The feds have joined the probe into the ongoing hepatitis C outbreak that has sickened 20 and originated with a hospital in New Hampshire.
According to the Associated Press (AP), the U.S. attorney’s office in Concord joined the investigation that involves Exeter Hospital in New Hampshire and appears to have begun in its cardiac catheterization laboratory (CCL). An adjacent recovery room has also been implicated.
Dr. José Montero, director of New Hampshire Health and Services, recently told CNN that the culprit appears to have been an infected hospital employee who moved part of a medication dose by injecting that dose into him/herself and administering the remainder of the medication to patients, using the same needle. The scenario—“drug diversion”—has been at the root of at least three hospital hepatitis outbreaks, nationwide, since 2001, according to a study conducted by the U.S. Centers for Disease Control and Prevention (CDC) and published in the health care administration journal Medical Care earlier this year.
To date, 19 patients and one employee tested positive for the dangerous liver disease. The employee diagnosed with hepatitis C was placed on leave when Exeter’s investigation began last month, said Mark Whitney, vice president of community relations.
U.S. Attorney John Kacavas announced that his office has brought in personnel from the U.S. Food and Drug Administration (FDA) and the Federal Bureau of Investigations (FBI) to determine if the hepatitis C outbreak represents a criminal or civil matter, said the AP.
============================================================
_WORK INSTRUCTIONS_: List every person named in the report on the hepatitis C outbreak, along with the title or role it gives each one.

_EXTRACTED RECORDS_:
============================================================
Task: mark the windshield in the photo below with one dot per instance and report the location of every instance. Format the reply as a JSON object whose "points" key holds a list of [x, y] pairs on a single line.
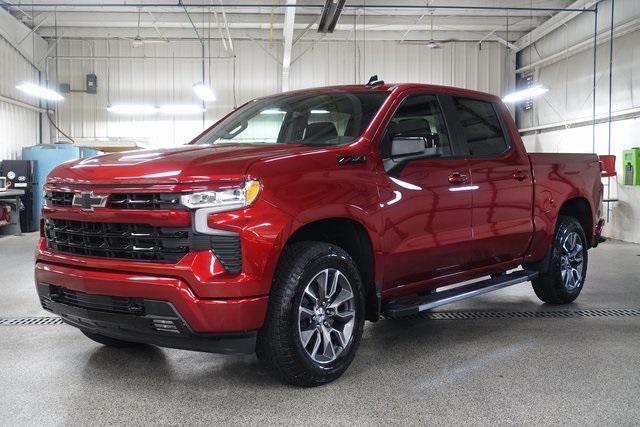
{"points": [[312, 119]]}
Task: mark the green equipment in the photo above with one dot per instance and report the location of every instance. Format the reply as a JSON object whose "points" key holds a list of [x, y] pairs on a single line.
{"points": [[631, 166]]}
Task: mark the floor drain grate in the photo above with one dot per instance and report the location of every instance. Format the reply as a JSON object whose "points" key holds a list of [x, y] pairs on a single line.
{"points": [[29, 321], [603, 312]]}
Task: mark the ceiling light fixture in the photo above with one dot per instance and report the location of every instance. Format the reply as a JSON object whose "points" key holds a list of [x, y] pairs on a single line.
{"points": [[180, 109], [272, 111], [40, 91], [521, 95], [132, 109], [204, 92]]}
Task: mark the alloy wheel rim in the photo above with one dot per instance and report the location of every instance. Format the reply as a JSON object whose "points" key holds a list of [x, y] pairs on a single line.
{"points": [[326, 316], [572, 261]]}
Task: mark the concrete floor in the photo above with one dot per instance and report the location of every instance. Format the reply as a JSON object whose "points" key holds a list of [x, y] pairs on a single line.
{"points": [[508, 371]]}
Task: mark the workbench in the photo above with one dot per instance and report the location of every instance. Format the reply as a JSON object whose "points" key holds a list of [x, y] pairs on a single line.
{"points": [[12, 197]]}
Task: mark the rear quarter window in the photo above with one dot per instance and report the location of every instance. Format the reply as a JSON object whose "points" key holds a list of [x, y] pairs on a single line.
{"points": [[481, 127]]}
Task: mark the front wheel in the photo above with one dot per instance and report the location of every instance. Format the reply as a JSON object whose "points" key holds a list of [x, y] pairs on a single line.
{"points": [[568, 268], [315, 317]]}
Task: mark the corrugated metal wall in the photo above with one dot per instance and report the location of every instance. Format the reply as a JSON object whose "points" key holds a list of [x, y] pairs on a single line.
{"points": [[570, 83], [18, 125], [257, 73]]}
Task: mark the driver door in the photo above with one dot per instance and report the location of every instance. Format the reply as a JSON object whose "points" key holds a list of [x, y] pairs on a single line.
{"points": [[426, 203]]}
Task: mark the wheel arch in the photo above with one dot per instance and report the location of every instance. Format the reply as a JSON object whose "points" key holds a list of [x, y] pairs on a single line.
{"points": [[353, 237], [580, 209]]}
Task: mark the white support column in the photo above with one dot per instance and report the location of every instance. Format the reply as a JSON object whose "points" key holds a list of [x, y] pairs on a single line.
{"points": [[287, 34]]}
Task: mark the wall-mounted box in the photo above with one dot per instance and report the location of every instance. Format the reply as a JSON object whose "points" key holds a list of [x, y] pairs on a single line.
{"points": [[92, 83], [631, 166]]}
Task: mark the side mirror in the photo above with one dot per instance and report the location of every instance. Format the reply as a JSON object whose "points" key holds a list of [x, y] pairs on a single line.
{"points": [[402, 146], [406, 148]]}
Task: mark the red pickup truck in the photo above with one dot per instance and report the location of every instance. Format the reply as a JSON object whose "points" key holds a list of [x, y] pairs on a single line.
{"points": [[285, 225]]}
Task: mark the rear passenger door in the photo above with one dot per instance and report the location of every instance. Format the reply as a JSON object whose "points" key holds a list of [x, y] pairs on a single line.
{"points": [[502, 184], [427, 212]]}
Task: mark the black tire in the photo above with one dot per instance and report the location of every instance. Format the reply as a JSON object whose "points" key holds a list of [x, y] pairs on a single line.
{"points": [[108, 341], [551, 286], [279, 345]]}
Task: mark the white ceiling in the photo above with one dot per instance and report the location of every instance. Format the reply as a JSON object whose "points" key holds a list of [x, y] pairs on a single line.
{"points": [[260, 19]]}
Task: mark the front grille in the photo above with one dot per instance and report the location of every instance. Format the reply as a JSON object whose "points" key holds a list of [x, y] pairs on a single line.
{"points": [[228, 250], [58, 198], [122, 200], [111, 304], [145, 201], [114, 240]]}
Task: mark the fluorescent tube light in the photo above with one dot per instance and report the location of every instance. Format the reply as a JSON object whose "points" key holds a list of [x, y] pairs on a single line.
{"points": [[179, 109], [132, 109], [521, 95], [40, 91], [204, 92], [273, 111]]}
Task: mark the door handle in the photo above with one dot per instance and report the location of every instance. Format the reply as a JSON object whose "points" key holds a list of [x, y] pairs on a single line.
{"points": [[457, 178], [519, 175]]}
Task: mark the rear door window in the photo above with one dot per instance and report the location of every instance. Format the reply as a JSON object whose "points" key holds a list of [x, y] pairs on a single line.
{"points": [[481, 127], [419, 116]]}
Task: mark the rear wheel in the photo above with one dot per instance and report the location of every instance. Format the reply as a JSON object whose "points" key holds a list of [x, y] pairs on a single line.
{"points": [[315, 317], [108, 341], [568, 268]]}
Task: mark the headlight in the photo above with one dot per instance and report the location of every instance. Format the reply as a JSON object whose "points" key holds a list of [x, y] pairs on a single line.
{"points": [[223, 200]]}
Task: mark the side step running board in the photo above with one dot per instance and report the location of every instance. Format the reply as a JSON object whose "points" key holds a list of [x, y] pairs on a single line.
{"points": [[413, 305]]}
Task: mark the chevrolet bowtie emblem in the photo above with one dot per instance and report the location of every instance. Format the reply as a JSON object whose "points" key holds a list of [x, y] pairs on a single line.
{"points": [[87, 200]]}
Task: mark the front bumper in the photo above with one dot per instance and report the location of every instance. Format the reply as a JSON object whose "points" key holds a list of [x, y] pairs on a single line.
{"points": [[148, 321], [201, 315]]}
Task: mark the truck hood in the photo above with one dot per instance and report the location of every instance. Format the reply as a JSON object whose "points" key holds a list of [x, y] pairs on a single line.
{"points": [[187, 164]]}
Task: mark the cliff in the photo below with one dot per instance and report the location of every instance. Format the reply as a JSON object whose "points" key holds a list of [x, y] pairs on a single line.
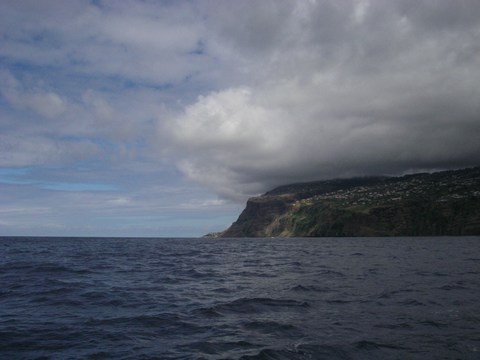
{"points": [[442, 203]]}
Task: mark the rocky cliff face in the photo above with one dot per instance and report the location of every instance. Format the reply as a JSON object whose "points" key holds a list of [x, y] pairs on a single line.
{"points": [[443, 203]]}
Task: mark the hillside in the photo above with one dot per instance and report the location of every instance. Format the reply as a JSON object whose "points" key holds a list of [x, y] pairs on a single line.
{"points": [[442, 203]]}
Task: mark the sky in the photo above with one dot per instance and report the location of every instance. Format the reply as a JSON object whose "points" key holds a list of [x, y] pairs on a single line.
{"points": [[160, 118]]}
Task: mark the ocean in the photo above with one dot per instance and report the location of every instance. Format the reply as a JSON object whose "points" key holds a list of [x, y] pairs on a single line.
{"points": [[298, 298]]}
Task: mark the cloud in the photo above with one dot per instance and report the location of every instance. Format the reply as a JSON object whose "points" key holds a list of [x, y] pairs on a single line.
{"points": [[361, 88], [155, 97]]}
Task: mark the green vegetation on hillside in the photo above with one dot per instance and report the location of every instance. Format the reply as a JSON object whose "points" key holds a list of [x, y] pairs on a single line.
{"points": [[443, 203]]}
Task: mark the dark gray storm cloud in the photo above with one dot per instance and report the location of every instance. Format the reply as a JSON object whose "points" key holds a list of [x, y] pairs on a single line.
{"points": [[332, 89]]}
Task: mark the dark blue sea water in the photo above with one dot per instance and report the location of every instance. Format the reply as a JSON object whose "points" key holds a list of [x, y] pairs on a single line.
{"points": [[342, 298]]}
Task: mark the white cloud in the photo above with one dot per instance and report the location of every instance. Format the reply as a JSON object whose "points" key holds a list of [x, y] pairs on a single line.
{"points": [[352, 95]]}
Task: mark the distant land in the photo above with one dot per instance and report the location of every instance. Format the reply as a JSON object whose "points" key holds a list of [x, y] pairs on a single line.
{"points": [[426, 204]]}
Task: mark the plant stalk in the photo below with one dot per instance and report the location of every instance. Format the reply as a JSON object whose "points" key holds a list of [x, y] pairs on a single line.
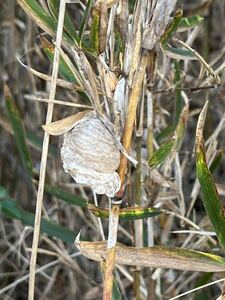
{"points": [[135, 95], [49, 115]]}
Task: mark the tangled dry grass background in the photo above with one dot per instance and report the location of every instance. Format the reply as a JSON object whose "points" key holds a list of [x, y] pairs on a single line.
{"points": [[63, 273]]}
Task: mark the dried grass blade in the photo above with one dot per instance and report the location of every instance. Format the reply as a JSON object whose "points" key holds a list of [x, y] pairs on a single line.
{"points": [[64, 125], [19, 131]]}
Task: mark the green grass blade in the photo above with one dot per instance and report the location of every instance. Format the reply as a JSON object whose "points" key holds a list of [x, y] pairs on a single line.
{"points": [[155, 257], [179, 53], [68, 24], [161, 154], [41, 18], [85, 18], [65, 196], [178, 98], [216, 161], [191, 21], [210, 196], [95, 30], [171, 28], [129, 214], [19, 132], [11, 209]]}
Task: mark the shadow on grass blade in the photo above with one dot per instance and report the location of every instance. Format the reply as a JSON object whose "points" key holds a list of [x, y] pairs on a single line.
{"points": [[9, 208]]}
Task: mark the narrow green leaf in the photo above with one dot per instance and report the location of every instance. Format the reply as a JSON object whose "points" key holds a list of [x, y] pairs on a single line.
============================================================
_THE ANSWER_:
- Dr. José Montero: director of New Hampshire Health and Services
- Mark Whitney: vice president of community relations
- John Kacavas: U.S. Attorney